▶ _Directions for this task_:
Return, word for word, the stretch of the article below on zero-knowledge proofs for AI from "First Practical Zero-Knowledge" through "on all sides.".
--- Text section ---
Scaling Trust in the Age of Artificial Intelligence

Nov 26, 2024

First Practical Zero-Knowledge Proof System to Verify Transformer and Large Language Models

Introduction

Trust plays a crucial role in our everyday lives, shaping our interactions in ways we often take for granted. Imagine unlocking your phone with facial recognition, applying for a loan through an AI system, or receiving an AI-powered medical diagnosis. How can you be sure these AI systems are treating you fairly and protecting your privacy? As artificial intelligence increasingly shapes our daily lives, we face a critical challenge: building trust in AI systems while protecting sensitive information on all sides.

Consider a hospital using an AI system for cancer diagnosis. The hospital needs proof the AI performs consistently and accurately, but the AI provider can’t share proprietary model details. Meanwhile, patient privacy must be protected. Or picture an autonomous vehicle accident — how do we definitively determine whether the AI or human driver was at fault? Traditional approaches to AI transparency fall short in these scenarios, as they typically require exposing sensitive details that could compromise security, privacy, or intellectual property.

Zero-knowledge machine learning (zkML) offers a breakthrough solution to these real-world challenges. Several years ago, we first introduced the notion of zero-knowledge machine learning (zkML) in our seminal work “Zero Knowledge Proofs for Decision Tree Predictions and Accuracy” [1], which demonstrated how to construct zero-knowledge proofs for both predictions and accuracy of decision tree models. This innovative technology enables mathematical verification of AI systems while keeping sensitive information private. For example, a bank can prove its loan approval AI treats all applicants fairly without revealing its proprietary algorithms. Healthcare providers can verify AI diagnostic results while protecting both patient data and model details. And in the future, zkML could provide definitive proof of decision-making processes in accidents involving AI systems, clearly establishing responsibility between human and AI agents.

The applications of zkML extend across industries. Financial institutions can demonstrate regulatory compliance of AI trading systems without exposing strategic advantages. Employers can prove their AI recruitment tools are unbiased while protecting candidate data. Smart home devices can verify they protect user privacy while delivering personalized services. Government agencies can audit AI systems for fairness and safety without compromising security.
--- Records ---
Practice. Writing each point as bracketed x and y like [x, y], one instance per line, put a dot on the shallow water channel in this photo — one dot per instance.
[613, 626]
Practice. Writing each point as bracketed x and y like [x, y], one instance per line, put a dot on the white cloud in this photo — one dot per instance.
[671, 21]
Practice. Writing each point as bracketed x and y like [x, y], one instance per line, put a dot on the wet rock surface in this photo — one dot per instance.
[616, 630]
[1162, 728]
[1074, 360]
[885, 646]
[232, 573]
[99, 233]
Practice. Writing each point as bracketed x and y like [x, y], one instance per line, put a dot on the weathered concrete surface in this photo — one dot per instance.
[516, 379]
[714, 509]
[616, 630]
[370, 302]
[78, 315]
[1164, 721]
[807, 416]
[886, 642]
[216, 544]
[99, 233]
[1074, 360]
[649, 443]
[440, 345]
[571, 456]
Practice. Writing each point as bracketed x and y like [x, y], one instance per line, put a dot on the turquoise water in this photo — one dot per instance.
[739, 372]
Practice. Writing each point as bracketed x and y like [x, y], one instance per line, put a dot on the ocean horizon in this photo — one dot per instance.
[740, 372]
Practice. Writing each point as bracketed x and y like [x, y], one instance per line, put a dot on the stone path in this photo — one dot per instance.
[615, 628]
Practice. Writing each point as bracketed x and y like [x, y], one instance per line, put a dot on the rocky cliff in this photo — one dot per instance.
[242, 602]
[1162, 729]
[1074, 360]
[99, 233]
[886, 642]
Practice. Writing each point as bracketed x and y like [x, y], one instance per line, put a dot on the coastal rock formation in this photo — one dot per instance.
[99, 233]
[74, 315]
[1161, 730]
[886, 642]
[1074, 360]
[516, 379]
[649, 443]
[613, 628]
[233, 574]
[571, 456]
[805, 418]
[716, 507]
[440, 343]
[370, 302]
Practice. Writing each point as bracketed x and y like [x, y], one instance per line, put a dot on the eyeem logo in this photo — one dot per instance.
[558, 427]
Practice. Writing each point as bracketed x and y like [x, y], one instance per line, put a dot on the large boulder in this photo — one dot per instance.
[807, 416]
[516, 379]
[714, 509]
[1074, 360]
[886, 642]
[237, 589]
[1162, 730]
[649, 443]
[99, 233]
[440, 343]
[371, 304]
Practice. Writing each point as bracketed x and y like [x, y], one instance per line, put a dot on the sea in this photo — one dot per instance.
---
▶ _Response_:
First Practical Zero-Knowledge Proof System to Verify Transformer and Large Language Models

Introduction

Trust plays a crucial role in our everyday lives, shaping our interactions in ways we often take for granted. Imagine unlocking your phone with facial recognition, applying for a loan through an AI system, or receiving an AI-powered medical diagnosis. How can you be sure these AI systems are treating you fairly and protecting your privacy? As artificial intelligence increasingly shapes our daily lives, we face a critical challenge: building trust in AI systems while protecting sensitive information on all sides.